● **Page text**
++++++++++++++++++++

Acne exposome is defined as the sum of all environmental factors influencing the occurrence, duration, and severity of acne. Exposome factors impact on the response and the frequency of relapse to treatments by interacting with the skin barrier, sebaceous gland, innate immunity, and cutaneous microbiota. They may be classified into the following six main categories: nutrition, psychological, and lifestyle factors, occupational factors including cosmetics, as well as pollutants, medication, and climatic factors.
This first category is by far the most published acne exposome factor. Main food classes considered as triggering acne are dairy products (especially skim milk) and hyperglycaemic carbohydrates. An average regimen of dairy products has been reported impacting on acne, and one paper indicated that cow milk impacts on acne after drinking two glasses per day.
The following androgenic progestins have been identified to cause or worsen acne: desogestrel and 3-cetodesogestrel, levonorgestrel, lynestrenol, norgestrienone, norethisterone, norgestrel, gestodene, norgestimate, and etonogestrel. In contrast to this, chlormadinone acetate, dienogest, drospirenone, and norgestimate oral contraceptive pills have been reported to be beneficial in the treatment of acne. Corticosteroids, halogens, isoniazid, lithium, vitamin B12, immunosuppressants, and certain anticancer agents and radiotherapy have been reported as causing acneiform eruptions.
E.g. cosmetics, mechanical factors
The use of aggressive skin care regimens and inappropriate cosmetics may cause acne flare-ups. These products modify the skin barrier and the skin microbiota balance especially in the sebaceous area, thus activating the innate immunity triggering inflammation.
Mechanical factors comprising rubbing, scrubbing, the use of home devices or medical devices such as sonic brushes, derma rollers, or micro needling systems may trigger acne flare-up.

++++++++++++++++++++

● **Exercise data**
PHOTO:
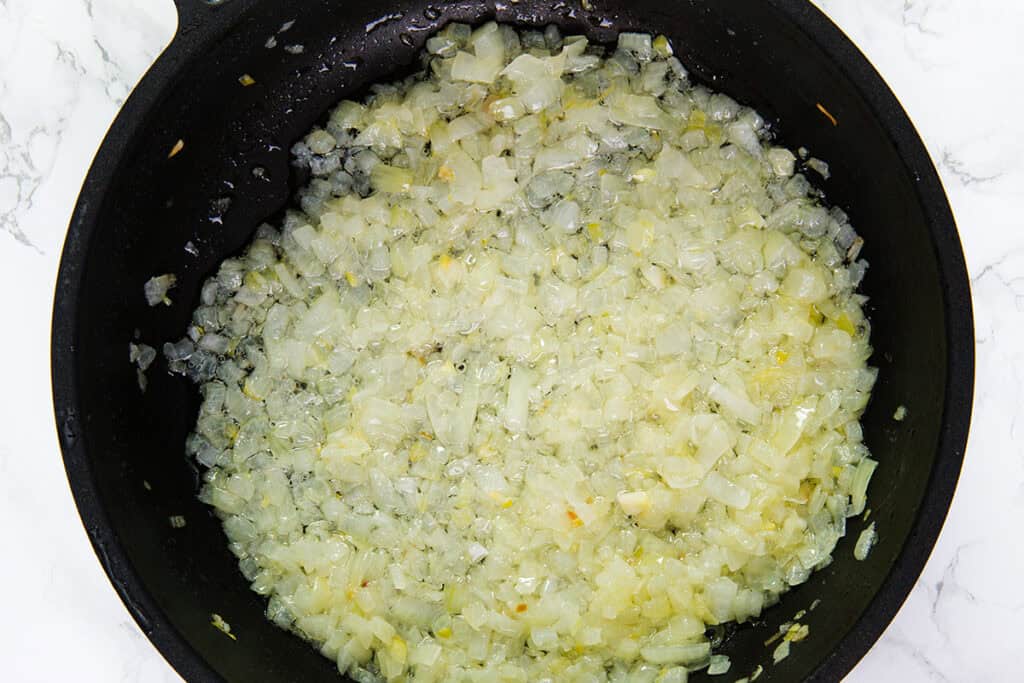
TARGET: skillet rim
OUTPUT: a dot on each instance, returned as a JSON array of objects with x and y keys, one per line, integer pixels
[{"x": 201, "y": 20}]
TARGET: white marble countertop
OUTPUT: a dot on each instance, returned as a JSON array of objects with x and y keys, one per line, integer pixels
[{"x": 67, "y": 66}]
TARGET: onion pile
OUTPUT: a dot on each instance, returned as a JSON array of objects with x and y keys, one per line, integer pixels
[{"x": 559, "y": 364}]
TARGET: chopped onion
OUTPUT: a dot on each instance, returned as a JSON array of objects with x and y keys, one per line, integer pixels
[{"x": 557, "y": 363}]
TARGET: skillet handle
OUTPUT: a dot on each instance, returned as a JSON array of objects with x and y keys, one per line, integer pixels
[
  {"x": 190, "y": 11},
  {"x": 197, "y": 17}
]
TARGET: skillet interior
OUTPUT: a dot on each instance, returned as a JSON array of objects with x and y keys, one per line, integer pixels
[{"x": 138, "y": 209}]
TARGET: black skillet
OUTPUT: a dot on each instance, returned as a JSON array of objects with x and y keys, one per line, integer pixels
[{"x": 124, "y": 452}]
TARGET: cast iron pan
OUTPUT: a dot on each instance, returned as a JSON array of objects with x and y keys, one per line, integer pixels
[{"x": 138, "y": 209}]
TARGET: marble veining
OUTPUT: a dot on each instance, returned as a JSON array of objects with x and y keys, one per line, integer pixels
[{"x": 67, "y": 66}]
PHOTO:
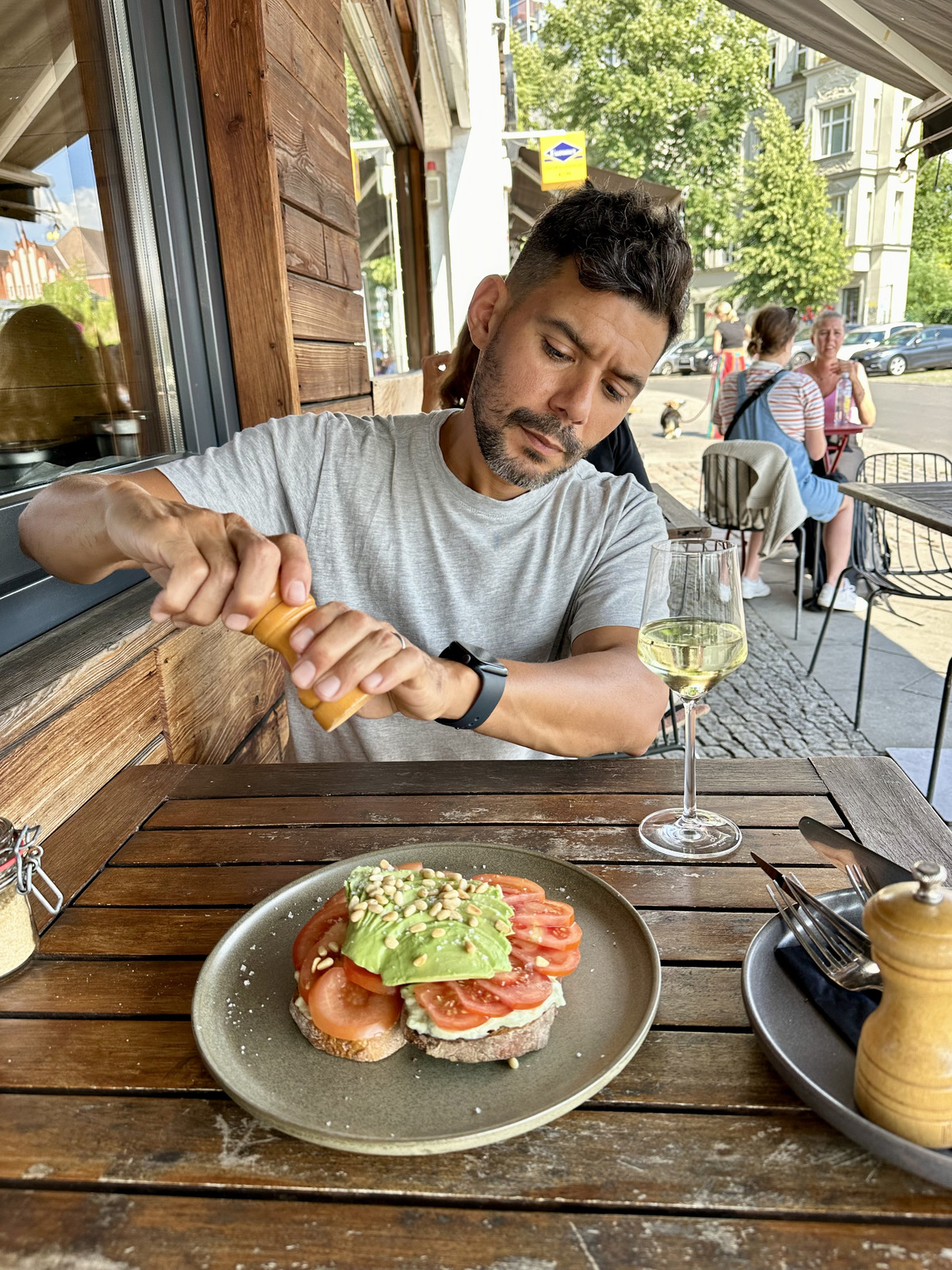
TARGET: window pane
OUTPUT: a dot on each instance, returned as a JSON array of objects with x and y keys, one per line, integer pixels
[{"x": 82, "y": 376}]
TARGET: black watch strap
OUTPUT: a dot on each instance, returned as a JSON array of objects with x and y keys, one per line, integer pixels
[{"x": 493, "y": 677}]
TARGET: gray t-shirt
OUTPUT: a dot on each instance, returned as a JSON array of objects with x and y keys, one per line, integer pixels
[{"x": 391, "y": 531}]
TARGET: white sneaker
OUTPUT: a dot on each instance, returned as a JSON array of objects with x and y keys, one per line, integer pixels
[
  {"x": 847, "y": 600},
  {"x": 753, "y": 588}
]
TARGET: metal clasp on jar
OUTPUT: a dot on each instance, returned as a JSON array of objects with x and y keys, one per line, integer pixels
[{"x": 29, "y": 855}]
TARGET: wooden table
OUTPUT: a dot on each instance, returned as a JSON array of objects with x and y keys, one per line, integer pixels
[
  {"x": 682, "y": 521},
  {"x": 924, "y": 502},
  {"x": 117, "y": 1151}
]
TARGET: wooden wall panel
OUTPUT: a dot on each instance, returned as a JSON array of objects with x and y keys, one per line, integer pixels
[
  {"x": 313, "y": 152},
  {"x": 235, "y": 99},
  {"x": 321, "y": 311},
  {"x": 217, "y": 685},
  {"x": 321, "y": 252},
  {"x": 52, "y": 772},
  {"x": 327, "y": 371}
]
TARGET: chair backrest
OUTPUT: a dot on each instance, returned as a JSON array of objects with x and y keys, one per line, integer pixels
[
  {"x": 727, "y": 482},
  {"x": 886, "y": 545}
]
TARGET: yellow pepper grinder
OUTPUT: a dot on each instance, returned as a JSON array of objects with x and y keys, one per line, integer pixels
[
  {"x": 904, "y": 1060},
  {"x": 273, "y": 626}
]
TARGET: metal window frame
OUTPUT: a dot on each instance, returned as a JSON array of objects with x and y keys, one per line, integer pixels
[{"x": 155, "y": 83}]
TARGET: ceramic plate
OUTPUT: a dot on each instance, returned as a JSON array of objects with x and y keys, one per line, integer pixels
[
  {"x": 412, "y": 1104},
  {"x": 812, "y": 1058}
]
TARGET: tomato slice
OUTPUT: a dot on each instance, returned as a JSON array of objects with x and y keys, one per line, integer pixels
[
  {"x": 348, "y": 1011},
  {"x": 511, "y": 884},
  {"x": 443, "y": 1005},
  {"x": 478, "y": 995},
  {"x": 543, "y": 912},
  {"x": 315, "y": 927},
  {"x": 520, "y": 990},
  {"x": 549, "y": 937},
  {"x": 309, "y": 972},
  {"x": 367, "y": 978}
]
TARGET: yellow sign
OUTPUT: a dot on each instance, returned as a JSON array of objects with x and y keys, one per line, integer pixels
[{"x": 562, "y": 160}]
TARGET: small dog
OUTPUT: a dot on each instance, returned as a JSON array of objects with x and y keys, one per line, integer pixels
[{"x": 670, "y": 419}]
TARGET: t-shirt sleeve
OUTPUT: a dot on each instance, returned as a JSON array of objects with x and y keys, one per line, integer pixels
[
  {"x": 267, "y": 474},
  {"x": 613, "y": 590}
]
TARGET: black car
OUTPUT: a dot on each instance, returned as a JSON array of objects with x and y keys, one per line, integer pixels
[
  {"x": 909, "y": 351},
  {"x": 697, "y": 357}
]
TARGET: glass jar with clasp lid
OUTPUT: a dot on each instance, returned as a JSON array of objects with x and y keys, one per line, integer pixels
[{"x": 19, "y": 869}]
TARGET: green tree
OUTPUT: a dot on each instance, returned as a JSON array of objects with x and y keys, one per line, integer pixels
[
  {"x": 662, "y": 89},
  {"x": 931, "y": 257},
  {"x": 793, "y": 252}
]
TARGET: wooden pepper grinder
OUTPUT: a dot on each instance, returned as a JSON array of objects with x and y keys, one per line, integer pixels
[
  {"x": 904, "y": 1060},
  {"x": 273, "y": 626}
]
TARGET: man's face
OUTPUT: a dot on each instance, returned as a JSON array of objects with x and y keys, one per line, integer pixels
[{"x": 559, "y": 375}]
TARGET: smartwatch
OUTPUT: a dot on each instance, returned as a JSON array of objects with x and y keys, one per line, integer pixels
[{"x": 492, "y": 675}]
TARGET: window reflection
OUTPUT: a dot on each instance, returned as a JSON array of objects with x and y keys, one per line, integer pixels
[{"x": 76, "y": 387}]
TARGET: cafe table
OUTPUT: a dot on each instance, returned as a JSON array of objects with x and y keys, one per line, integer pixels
[{"x": 117, "y": 1149}]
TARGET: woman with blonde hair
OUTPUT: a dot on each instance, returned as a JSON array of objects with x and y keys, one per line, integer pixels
[
  {"x": 730, "y": 336},
  {"x": 771, "y": 403}
]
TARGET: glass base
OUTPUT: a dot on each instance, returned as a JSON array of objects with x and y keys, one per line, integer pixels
[{"x": 704, "y": 836}]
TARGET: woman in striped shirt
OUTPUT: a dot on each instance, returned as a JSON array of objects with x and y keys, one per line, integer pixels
[{"x": 789, "y": 413}]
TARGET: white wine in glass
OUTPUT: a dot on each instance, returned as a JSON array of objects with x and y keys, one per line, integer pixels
[{"x": 692, "y": 635}]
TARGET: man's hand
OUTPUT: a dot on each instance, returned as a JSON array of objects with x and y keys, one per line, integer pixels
[{"x": 342, "y": 649}]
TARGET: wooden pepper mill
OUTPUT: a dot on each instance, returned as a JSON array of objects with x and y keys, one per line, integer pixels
[
  {"x": 904, "y": 1060},
  {"x": 273, "y": 626}
]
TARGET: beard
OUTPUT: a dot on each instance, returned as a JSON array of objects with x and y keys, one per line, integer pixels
[{"x": 527, "y": 469}]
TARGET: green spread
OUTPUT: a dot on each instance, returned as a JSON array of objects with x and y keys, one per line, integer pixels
[{"x": 418, "y": 926}]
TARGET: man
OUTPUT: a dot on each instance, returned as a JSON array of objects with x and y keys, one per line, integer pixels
[{"x": 482, "y": 526}]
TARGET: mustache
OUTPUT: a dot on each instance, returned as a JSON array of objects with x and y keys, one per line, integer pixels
[{"x": 547, "y": 425}]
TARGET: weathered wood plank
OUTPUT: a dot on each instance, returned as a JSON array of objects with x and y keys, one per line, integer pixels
[
  {"x": 48, "y": 775},
  {"x": 243, "y": 159},
  {"x": 44, "y": 1229},
  {"x": 475, "y": 810},
  {"x": 216, "y": 685},
  {"x": 313, "y": 152},
  {"x": 758, "y": 1166},
  {"x": 644, "y": 886},
  {"x": 321, "y": 311},
  {"x": 321, "y": 846},
  {"x": 886, "y": 812},
  {"x": 82, "y": 846},
  {"x": 535, "y": 776},
  {"x": 328, "y": 371},
  {"x": 319, "y": 251},
  {"x": 681, "y": 935}
]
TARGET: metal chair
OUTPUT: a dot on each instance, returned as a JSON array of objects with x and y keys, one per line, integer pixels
[
  {"x": 727, "y": 483},
  {"x": 899, "y": 558}
]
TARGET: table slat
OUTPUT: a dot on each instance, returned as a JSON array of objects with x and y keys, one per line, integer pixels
[
  {"x": 171, "y": 1232},
  {"x": 767, "y": 1165}
]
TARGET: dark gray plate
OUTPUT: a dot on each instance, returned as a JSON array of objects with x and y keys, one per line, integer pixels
[
  {"x": 412, "y": 1104},
  {"x": 812, "y": 1058}
]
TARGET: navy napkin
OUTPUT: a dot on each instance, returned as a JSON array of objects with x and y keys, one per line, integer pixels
[{"x": 847, "y": 1011}]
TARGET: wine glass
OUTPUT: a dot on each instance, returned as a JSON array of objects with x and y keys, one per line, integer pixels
[{"x": 692, "y": 635}]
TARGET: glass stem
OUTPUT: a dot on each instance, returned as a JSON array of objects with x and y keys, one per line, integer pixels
[{"x": 689, "y": 774}]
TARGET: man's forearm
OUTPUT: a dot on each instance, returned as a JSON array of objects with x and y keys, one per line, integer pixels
[
  {"x": 593, "y": 704},
  {"x": 63, "y": 530}
]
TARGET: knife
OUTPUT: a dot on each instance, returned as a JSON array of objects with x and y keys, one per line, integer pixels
[{"x": 837, "y": 849}]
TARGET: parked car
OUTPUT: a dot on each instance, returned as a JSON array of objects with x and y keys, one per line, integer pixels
[
  {"x": 909, "y": 351},
  {"x": 697, "y": 356},
  {"x": 668, "y": 362}
]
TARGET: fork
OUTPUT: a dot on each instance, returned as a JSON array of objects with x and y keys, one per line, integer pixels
[{"x": 828, "y": 950}]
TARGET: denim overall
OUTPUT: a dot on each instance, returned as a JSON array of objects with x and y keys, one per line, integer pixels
[{"x": 820, "y": 497}]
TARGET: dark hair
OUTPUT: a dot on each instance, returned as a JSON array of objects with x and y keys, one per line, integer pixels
[
  {"x": 457, "y": 379},
  {"x": 774, "y": 328},
  {"x": 624, "y": 243}
]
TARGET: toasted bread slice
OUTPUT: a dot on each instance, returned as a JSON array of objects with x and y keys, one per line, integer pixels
[
  {"x": 503, "y": 1045},
  {"x": 359, "y": 1051}
]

++++++++++++++++++++

● **What this task involves**
Copy the acne exposome text word for word from "Acne exposome is" to "glasses per day.". Use only the text on acne exposome factors for this.

● **Expected output**
Acne exposome is defined as the sum of all environmental factors influencing the occurrence, duration, and severity of acne. Exposome factors impact on the response and the frequency of relapse to treatments by interacting with the skin barrier, sebaceous gland, innate immunity, and cutaneous microbiota. They may be classified into the following six main categories: nutrition, psychological, and lifestyle factors, occupational factors including cosmetics, as well as pollutants, medication, and climatic factors.
This first category is by far the most published acne exposome factor. Main food classes considered as triggering acne are dairy products (especially skim milk) and hyperglycaemic carbohydrates. An average regimen of dairy products has been reported impacting on acne, and one paper indicated that cow milk impacts on acne after drinking two glasses per day.